Problem: Pull out every line below that contains the word "blue", copying each one in full.

Data provided:
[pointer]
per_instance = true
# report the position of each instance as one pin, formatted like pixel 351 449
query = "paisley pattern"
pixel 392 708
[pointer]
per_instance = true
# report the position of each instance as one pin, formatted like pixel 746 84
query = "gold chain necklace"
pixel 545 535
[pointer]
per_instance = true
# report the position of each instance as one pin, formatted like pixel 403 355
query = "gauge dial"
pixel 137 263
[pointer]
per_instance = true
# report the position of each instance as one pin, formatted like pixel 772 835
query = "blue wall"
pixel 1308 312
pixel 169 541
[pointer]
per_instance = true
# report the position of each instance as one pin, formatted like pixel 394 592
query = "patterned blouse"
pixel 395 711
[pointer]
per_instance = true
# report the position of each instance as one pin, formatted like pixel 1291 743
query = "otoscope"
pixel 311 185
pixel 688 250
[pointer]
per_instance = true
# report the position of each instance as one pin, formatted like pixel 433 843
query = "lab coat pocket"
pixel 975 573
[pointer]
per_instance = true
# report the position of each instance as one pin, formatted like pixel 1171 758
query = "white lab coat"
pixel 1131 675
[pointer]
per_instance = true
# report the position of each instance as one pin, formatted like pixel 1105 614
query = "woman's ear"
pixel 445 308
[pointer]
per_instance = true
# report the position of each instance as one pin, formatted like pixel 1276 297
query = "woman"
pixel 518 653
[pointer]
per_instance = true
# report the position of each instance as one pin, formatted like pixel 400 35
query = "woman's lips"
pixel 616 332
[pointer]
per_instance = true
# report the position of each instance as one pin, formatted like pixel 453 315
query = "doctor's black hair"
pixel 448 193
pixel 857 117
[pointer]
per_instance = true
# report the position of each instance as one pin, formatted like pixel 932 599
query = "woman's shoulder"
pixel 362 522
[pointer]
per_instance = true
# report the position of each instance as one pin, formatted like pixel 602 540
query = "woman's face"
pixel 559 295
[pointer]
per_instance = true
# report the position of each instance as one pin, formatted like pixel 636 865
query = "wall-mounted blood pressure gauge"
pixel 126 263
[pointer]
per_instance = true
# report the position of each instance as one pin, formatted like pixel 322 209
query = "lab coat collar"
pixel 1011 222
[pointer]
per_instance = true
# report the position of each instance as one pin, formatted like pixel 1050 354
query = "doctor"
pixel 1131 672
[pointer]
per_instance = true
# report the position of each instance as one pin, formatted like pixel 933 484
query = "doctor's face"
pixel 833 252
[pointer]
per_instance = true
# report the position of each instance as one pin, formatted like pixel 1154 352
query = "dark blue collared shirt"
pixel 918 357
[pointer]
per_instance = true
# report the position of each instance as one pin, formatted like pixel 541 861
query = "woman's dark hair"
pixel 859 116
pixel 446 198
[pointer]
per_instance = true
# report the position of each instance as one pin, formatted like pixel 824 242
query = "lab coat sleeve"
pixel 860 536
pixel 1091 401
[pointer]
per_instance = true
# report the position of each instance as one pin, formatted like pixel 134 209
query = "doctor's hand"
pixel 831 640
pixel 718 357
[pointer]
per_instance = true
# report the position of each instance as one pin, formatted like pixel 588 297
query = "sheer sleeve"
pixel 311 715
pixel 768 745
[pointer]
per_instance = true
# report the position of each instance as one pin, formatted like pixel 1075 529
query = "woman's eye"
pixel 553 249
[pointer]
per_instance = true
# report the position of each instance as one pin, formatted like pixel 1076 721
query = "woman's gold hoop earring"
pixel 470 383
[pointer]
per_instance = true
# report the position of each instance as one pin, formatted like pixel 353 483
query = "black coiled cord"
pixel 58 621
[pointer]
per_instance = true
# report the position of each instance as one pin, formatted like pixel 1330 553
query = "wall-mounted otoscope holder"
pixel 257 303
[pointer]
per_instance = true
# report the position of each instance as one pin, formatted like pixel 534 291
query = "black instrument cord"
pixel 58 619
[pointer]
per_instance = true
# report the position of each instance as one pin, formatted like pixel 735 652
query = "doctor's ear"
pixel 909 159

Output for this exercise:
query = "blue wall"
query = "dark blue collared shirt"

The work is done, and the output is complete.